─── INFORMATION SHOWN

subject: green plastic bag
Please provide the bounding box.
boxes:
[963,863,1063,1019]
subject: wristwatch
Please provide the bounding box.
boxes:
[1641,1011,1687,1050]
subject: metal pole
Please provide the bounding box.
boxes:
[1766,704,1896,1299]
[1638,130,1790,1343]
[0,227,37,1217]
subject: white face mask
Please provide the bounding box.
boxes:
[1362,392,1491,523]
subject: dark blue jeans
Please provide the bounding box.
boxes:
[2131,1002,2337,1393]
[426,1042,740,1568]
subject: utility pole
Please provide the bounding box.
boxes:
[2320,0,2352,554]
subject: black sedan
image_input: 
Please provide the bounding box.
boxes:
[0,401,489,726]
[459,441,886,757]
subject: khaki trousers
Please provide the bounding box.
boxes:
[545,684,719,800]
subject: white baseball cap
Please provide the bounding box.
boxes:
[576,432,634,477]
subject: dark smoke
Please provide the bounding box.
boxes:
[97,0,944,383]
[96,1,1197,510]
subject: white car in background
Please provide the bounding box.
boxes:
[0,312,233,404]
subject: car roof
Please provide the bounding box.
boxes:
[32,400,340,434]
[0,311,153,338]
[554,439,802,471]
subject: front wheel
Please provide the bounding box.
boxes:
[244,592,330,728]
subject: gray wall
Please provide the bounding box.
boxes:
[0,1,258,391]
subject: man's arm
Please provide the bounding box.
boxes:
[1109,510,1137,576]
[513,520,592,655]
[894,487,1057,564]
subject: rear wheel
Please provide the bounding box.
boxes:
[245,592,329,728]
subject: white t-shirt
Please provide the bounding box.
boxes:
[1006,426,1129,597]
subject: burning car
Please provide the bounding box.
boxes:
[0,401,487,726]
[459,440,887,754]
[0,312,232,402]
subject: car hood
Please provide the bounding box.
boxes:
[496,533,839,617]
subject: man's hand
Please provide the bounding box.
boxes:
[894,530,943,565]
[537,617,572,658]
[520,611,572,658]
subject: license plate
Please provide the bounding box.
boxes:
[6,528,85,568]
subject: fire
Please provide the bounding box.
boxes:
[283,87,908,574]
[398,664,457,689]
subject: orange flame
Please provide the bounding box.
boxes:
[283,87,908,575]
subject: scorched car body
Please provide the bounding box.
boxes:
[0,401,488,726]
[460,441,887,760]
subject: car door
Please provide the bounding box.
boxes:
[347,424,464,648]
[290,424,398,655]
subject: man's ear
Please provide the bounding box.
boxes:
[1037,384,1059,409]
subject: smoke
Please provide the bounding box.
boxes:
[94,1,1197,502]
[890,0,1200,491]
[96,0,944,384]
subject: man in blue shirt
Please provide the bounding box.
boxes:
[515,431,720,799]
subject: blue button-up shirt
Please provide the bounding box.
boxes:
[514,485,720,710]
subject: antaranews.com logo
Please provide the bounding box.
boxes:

──────

_WORK INSTRUCTIONS_. Please retype the data, matching it exactly.

_SOLUTION TO THIS PROBLEM_.
subject: green plastic bag
Please provide the bounding box.
boxes:
[963,863,1063,1019]
subject: wristwatch
Please provide the bounding box.
boxes:
[1641,1011,1687,1050]
subject: metal pole
Please provide the bounding box.
boxes:
[1766,704,1896,1299]
[1638,130,1790,1343]
[0,227,37,1217]
subject: white face mask
Please provide the bounding box.
boxes:
[1362,392,1491,523]
subject: dark blue jeans
Please provide the bounding box.
boxes:
[2131,1002,2337,1393]
[426,1042,740,1568]
subject: utility pole
Please provide the bounding box.
boxes:
[2320,0,2352,554]
subject: black sedan
image_input: 
Please provide the bounding box.
boxes:
[0,401,489,726]
[459,441,886,757]
subject: khaki trousers
Please provide the bounding box.
boxes:
[545,684,719,800]
subject: white baseball cap
Please provide the bounding box.
boxes:
[576,432,634,477]
subject: dark smoke
Please provide the bounding box.
boxes:
[97,0,944,383]
[96,1,1197,510]
subject: white car in background
Please provide the bounding box.
boxes:
[0,312,233,404]
subject: car roof
Please provide the bounding box.
boxes:
[32,400,340,434]
[0,311,153,338]
[554,439,802,471]
subject: front wheel
Please provide the bounding box.
boxes:
[244,592,330,728]
subject: gray wall
Please provide the bounding box.
boxes:
[0,1,258,391]
subject: man's arm
Please provide the bounding box.
boxes:
[1109,510,1137,576]
[513,520,592,655]
[894,487,1057,564]
subject: rear wheel
Please provide the bounding box.
boxes:
[245,592,329,728]
subject: white t-shirt
Please provide the bounding box.
boxes:
[1006,426,1129,597]
subject: burning car
Please provide the bounding box.
boxes:
[0,401,487,726]
[459,440,887,754]
[0,312,232,402]
subject: car hood
Please provide the bounding box.
boxes:
[496,533,839,617]
subject: man's hand
Please provide the bounding box.
boxes:
[894,530,943,565]
[537,617,572,658]
[520,611,572,658]
subject: license plate
Please provide the bounding box.
boxes:
[6,528,85,568]
subject: fire
Please provide the bounding box.
boxes:
[283,87,908,574]
[398,664,457,689]
subject: orange flame
Please provide the bounding box.
boxes:
[283,87,908,575]
subject: scorched car body
Please provide the bounding box.
boxes:
[0,401,488,726]
[460,441,887,760]
subject: car door
Please provide the bounding box.
boxes:
[347,424,464,648]
[290,424,398,655]
subject: man's ear
Please provide the bounding box.
boxes:
[1037,384,1059,409]
subject: smoke
Please provide the bounding box.
boxes:
[94,1,1197,502]
[890,0,1200,491]
[96,0,944,384]
subject: man in blue shirt
Please provide the bounding box.
boxes:
[515,431,720,799]
subject: blue button-up shirt
Please provide the bounding box.
boxes:
[514,485,720,710]
subject: antaranews.com logo
Please provide the bounding box.
boxes:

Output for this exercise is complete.